- [Directive]
Beginning at the line containing "Can you see the fiber", output every line to the end of the data below exactly as it appears.

- [Records to use]
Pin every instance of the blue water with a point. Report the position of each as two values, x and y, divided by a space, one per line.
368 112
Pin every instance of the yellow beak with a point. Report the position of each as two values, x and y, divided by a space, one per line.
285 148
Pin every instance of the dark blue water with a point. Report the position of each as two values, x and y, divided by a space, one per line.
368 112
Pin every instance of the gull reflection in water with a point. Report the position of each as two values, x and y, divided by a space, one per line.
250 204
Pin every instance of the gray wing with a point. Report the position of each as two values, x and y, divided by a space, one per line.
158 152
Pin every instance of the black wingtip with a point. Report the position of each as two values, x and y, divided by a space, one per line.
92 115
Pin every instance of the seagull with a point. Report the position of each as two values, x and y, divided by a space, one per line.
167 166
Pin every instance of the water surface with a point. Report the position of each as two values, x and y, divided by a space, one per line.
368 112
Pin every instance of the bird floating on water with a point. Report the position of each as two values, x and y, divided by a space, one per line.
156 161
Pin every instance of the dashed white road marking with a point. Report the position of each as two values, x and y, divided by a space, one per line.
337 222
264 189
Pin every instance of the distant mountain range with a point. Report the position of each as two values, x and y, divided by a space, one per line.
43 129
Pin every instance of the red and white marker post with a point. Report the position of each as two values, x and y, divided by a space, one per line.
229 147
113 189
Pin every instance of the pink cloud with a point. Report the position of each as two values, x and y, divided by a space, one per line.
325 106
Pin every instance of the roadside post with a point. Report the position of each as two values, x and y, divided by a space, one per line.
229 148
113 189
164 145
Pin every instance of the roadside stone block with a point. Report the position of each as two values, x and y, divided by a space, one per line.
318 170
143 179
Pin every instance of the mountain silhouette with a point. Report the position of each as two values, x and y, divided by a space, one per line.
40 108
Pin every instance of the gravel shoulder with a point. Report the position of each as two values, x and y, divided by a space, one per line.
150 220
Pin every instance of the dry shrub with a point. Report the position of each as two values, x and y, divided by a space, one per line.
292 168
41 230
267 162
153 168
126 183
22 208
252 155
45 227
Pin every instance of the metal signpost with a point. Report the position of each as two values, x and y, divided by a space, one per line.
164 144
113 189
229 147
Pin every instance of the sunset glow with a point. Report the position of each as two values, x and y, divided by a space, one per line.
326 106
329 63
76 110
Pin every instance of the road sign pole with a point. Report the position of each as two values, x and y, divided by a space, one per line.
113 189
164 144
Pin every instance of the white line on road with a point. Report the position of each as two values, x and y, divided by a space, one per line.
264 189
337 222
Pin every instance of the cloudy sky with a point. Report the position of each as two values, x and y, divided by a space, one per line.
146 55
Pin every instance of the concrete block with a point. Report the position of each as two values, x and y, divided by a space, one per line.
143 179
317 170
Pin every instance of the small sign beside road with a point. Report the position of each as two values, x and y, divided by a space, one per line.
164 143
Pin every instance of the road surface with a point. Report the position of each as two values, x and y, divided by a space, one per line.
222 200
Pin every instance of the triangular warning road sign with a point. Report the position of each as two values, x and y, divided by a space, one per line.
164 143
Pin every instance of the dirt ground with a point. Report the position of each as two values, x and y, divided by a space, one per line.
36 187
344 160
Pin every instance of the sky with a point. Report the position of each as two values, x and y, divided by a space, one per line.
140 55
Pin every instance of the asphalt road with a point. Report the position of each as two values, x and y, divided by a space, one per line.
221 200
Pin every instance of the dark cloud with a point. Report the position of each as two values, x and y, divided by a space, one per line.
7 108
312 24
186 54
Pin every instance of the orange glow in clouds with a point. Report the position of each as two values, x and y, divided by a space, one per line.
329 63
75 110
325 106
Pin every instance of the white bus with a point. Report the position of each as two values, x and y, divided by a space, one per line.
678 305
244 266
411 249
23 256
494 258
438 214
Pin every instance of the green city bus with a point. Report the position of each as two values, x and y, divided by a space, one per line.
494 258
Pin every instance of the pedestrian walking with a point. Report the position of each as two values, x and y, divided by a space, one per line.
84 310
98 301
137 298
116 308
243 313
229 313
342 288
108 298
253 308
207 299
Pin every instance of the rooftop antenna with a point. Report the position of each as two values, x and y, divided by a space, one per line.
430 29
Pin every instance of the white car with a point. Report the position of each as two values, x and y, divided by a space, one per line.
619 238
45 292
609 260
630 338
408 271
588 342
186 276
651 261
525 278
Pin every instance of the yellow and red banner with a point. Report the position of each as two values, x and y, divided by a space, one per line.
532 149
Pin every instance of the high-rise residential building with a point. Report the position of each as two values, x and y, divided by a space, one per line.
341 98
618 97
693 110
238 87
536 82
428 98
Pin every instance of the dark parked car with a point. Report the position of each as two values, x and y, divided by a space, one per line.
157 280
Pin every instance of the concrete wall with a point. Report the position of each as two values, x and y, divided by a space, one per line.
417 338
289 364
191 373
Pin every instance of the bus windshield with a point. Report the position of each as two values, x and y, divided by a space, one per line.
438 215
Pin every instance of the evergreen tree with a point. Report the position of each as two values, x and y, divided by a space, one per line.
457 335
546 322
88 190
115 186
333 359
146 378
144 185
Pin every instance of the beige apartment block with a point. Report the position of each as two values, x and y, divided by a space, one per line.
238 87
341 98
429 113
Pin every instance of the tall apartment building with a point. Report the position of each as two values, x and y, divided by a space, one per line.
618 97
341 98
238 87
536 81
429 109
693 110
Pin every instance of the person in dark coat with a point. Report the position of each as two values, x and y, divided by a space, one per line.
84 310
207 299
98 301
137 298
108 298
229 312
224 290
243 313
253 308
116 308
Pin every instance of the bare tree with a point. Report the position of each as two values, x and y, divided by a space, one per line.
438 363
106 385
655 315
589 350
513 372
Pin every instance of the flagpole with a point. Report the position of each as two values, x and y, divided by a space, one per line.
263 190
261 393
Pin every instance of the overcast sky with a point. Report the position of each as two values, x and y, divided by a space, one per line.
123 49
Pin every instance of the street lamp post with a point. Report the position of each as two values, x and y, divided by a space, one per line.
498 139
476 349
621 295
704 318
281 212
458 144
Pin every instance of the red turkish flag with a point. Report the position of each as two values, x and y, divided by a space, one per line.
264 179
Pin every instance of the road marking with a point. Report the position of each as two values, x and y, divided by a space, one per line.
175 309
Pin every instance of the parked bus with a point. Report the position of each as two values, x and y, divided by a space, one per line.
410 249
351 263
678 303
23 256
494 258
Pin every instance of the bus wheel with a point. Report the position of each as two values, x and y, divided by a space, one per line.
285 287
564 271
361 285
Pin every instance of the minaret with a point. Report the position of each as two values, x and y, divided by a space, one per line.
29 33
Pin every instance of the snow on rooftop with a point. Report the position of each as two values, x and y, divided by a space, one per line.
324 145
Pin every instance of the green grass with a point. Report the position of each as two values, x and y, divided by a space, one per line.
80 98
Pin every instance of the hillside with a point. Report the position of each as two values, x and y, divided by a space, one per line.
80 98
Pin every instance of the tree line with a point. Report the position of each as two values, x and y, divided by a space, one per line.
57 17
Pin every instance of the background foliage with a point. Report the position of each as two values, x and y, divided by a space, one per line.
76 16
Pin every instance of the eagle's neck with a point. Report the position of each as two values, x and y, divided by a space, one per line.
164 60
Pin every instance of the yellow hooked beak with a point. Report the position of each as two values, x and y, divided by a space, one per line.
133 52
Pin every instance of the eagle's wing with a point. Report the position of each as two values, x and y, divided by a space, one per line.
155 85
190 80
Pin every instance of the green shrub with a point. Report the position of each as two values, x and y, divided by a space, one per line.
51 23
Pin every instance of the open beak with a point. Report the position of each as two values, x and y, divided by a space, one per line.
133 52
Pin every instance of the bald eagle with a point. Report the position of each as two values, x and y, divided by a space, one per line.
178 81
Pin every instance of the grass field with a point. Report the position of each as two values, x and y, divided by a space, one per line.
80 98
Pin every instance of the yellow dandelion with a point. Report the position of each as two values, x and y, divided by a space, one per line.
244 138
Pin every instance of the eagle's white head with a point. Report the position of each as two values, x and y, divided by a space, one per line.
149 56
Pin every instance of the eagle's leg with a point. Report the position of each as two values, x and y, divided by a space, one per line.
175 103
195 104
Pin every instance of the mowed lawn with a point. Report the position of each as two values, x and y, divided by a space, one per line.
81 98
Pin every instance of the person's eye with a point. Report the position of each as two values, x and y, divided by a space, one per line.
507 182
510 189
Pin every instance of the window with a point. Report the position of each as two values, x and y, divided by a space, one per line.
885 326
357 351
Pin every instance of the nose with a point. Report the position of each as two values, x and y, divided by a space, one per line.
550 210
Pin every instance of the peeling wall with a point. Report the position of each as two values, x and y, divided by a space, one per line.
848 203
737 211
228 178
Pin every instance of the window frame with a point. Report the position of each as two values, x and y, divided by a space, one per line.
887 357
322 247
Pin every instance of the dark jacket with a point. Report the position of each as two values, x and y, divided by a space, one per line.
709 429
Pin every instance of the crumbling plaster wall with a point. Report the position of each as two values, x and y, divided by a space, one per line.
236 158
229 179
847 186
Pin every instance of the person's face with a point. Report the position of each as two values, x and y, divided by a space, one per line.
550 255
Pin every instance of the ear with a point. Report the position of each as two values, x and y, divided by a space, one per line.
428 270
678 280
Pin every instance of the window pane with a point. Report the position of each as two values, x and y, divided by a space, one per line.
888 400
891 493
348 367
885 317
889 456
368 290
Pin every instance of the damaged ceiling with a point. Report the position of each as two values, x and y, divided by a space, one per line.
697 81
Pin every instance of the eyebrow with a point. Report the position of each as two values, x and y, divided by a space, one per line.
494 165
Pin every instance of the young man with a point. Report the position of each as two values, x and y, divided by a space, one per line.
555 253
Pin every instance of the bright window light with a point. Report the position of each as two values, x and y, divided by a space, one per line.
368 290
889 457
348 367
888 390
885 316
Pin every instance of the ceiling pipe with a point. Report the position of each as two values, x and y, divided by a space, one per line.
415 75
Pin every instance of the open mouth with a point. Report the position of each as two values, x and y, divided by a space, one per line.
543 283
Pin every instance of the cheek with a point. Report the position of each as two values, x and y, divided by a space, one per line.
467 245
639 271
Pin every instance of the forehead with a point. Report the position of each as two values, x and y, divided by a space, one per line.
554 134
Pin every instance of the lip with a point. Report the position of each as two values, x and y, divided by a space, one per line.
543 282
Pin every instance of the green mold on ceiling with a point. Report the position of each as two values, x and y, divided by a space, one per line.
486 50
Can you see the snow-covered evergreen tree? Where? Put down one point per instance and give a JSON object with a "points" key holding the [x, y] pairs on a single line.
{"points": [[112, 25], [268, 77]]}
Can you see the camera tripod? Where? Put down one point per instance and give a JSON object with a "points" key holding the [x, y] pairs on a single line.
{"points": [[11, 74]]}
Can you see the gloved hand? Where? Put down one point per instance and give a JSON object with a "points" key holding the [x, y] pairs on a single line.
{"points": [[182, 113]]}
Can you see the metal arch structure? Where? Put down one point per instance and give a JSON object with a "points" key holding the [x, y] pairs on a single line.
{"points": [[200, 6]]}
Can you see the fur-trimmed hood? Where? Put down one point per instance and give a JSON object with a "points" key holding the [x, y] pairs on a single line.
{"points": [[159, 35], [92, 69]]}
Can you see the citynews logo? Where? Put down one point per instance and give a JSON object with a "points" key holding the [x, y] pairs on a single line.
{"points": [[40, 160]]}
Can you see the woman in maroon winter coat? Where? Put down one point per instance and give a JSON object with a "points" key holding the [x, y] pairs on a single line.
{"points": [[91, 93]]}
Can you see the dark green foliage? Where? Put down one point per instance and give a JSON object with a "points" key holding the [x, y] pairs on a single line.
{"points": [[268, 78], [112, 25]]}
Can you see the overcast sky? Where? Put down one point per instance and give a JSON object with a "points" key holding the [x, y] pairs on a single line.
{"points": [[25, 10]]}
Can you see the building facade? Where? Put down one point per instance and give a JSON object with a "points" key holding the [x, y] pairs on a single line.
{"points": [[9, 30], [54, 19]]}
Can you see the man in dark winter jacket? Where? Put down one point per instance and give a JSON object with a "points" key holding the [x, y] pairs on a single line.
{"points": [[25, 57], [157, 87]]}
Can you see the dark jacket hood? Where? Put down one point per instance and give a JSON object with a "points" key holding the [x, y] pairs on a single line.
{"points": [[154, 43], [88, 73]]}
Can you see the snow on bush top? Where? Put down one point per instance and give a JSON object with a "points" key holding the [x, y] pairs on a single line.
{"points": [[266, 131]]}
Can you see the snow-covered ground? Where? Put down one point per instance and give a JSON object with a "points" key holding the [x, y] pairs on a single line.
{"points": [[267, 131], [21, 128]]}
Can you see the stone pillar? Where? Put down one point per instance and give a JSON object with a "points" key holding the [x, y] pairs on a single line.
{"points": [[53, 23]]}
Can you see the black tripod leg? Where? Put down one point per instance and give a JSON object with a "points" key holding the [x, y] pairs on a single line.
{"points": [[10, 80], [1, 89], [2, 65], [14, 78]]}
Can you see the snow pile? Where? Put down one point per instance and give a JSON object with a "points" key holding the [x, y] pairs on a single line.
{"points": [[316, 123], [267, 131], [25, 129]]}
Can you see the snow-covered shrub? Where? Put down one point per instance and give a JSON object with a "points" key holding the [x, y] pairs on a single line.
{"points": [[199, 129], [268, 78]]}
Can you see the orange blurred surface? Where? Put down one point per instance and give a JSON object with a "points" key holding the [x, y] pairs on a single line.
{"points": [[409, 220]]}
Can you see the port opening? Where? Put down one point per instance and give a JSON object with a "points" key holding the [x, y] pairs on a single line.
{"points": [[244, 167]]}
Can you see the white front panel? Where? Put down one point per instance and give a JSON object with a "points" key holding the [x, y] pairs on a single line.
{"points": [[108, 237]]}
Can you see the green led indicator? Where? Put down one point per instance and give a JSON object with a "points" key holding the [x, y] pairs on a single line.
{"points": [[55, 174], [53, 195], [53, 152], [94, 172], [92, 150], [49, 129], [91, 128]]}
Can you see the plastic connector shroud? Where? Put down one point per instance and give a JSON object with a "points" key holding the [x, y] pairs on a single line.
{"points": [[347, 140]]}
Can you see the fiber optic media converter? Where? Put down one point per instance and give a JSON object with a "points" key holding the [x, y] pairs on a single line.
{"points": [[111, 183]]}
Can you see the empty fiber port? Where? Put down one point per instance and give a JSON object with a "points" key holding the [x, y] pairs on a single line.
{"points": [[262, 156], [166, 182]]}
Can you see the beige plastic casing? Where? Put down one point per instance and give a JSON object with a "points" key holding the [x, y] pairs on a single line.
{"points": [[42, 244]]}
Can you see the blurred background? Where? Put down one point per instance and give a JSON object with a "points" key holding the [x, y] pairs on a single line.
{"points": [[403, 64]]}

- [The completed task]
Can you see the fiber optic media converter? Where? Put down one point per instance and give a JSON object with a "points" key holding the [x, y] pairs on a single line.
{"points": [[111, 183]]}
Can you see the empty fiber port? Where? Put down one point per instance and give a JSON object with a "points" key holding the [x, y] pairs on a single line.
{"points": [[262, 156], [166, 182]]}
Can you see the beige plastic casing? Where? Put down one point per instance and give a JSON object with a "points" key holding the [x, y] pairs on a single line.
{"points": [[42, 244]]}
Can you see the blurred background? Where? Put down one point per instance and give a JSON object with a "points" key holding the [x, y] pairs on a single line.
{"points": [[403, 64]]}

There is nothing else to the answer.